* [PROBLEM TO SOLVE] An exact copy of the listing is needed, with every line kept.

________________________

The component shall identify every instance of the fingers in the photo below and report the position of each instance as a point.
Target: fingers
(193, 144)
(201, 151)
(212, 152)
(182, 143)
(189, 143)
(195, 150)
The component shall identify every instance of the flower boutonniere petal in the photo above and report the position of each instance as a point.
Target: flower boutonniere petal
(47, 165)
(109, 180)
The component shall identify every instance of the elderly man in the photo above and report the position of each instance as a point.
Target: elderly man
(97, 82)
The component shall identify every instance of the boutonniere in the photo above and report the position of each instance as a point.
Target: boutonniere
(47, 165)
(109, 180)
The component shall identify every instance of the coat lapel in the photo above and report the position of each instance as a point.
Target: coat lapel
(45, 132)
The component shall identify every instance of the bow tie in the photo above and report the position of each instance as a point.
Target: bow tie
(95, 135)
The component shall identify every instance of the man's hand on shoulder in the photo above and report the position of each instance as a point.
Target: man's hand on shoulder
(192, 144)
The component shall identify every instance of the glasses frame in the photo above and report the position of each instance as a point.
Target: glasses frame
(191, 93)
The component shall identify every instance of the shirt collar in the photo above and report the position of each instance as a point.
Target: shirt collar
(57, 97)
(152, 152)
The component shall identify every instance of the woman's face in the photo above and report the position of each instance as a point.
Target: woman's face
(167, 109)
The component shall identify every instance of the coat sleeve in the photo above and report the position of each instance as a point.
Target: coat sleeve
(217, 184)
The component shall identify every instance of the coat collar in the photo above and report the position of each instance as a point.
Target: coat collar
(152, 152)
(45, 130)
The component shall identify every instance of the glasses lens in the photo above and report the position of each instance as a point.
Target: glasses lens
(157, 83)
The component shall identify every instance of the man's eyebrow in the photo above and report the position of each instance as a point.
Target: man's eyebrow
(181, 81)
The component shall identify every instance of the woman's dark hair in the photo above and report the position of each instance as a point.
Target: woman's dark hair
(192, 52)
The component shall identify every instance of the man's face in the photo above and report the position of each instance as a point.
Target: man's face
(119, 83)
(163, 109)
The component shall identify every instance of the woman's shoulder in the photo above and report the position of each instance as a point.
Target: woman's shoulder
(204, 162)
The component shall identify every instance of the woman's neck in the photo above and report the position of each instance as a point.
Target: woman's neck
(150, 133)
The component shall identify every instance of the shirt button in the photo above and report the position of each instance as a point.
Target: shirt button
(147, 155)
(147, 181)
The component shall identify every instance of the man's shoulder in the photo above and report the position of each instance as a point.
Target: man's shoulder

________________________

* [OUTPUT OF THE TASK]
The component shall identify every instance of the fingers in the photo below and report the position of each instance as a point.
Target: fingers
(193, 144)
(201, 151)
(212, 152)
(182, 143)
(189, 143)
(195, 150)
The component shall identify every instance of the flower boutonniere petal in the photo above and report the position of each instance as a point.
Target: flower boutonniere petal
(47, 165)
(109, 180)
The component shall identify every instance of the elderly man in the photo above and report the position of each instance as a point.
Target: elderly man
(97, 82)
The component shall identify every instance of the boutonniere in the photo above and report the position of each instance as a point.
Target: boutonniere
(47, 165)
(109, 180)
The component shall identify every instance of the coat lapel in the photo above and report the position of each instance as a point.
Target: coat lapel
(45, 132)
The component shall identify every instance of the bow tie in the photo above and report the position of each instance as a point.
Target: bow tie
(95, 135)
The component shall identify every instance of the man's hand on shoulder in the photo above and report the position of each instance as a point.
Target: man's hand on shoulder
(192, 144)
The component shall identify every instance of the glasses frame in the photo above and report the position of each instance as a point.
Target: glasses frame
(191, 93)
The component shall identify every instance of the shirt collar in the photo above and report the position of each instance as a point.
Target: shirt collar
(57, 97)
(152, 152)
The component shall identify every instance of the woman's face in the photo above and report the position of each instance as a point.
Target: woman's face
(167, 109)
The component shall identify every instance of the coat sleeve in the photo above and report the position of each instance as a point.
Target: coat sleeve
(217, 184)
The component shall identify every instance of the coat collar in the photo above and report the position of each instance as a point.
Target: coat collar
(152, 152)
(45, 130)
The component shall identify every instance of the glasses lens in the photo above and report the position of each instance as a point.
Target: glasses lens
(157, 83)
The component shall identify every instance of the man's eyebrow in the photo above and report the position of each instance as a point.
Target: man's eyebrow
(181, 81)
The component shall identify every instance of the woman's dark hair in the photo above and report the position of each instance as a point.
Target: woman's dark hair
(192, 52)
The component shall identify every instance of the man's face in the photo above and report the position of each instance as a point.
Target: man's face
(119, 83)
(163, 109)
The component shall identify every instance of the woman's shoulder in the photo above and report the position of each instance as a point.
Target: woman's shoulder
(204, 162)
The component shall identify every instance of the woman's neck in the photo above and report the position of each instance as a point.
Target: woman's neck
(150, 133)
The component shall identify every instance of the shirt button in the photo above and report the position of each instance as a point.
Target: shirt button
(147, 155)
(147, 181)
The component shall identify every instance of the man's shoulder in the photo above and report the position of each instance as a point.
Target: man's shoulder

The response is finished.